Records from a dataset
▼
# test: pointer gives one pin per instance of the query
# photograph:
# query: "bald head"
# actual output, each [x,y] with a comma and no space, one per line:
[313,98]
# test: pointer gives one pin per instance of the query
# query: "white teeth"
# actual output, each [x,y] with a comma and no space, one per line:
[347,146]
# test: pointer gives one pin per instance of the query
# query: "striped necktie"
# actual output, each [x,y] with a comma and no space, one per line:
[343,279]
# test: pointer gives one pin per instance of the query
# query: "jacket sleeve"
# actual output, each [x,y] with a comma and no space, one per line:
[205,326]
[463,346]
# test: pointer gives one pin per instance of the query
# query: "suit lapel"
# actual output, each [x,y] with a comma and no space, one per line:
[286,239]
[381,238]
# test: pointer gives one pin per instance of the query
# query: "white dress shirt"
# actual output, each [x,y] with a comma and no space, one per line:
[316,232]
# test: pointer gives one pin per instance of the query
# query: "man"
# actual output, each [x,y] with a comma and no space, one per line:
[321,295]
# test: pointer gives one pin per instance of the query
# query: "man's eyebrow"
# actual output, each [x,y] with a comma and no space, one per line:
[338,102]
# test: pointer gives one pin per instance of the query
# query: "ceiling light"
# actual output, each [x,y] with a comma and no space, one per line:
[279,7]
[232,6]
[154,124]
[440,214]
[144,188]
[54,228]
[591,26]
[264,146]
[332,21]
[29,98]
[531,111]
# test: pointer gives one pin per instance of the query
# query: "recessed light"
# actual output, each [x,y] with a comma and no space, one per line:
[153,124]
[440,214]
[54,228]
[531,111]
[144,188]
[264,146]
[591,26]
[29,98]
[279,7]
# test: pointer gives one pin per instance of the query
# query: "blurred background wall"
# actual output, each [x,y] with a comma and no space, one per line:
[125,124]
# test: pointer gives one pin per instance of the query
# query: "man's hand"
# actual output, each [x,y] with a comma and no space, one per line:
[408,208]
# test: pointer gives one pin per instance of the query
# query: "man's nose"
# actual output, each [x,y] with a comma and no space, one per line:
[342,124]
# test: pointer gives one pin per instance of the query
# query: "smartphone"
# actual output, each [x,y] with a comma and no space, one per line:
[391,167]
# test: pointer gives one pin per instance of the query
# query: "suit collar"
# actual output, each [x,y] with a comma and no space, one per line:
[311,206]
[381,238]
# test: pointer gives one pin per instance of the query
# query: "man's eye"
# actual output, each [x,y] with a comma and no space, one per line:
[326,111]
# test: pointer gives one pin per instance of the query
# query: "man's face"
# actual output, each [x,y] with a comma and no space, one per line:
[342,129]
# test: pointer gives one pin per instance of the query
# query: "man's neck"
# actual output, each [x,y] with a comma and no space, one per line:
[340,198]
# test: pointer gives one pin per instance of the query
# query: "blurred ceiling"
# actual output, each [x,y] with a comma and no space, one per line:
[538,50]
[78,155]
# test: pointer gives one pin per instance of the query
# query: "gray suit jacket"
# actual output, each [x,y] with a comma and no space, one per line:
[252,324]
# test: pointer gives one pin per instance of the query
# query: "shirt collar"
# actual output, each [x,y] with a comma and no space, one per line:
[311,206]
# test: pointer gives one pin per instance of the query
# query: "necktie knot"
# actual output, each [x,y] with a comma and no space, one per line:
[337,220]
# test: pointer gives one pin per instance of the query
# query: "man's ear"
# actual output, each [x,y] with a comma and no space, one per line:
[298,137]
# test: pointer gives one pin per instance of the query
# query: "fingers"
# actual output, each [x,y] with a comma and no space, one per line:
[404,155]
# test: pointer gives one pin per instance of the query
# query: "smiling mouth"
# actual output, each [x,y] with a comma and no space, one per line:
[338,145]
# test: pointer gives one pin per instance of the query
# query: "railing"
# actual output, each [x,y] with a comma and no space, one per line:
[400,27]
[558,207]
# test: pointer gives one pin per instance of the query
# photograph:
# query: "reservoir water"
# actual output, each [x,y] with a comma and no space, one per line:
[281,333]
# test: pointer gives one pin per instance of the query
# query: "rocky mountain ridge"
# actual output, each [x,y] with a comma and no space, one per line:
▲
List every line of the records above that contains the string "jacket".

# query: "jacket sleeve"
# query: "gray suit jacket"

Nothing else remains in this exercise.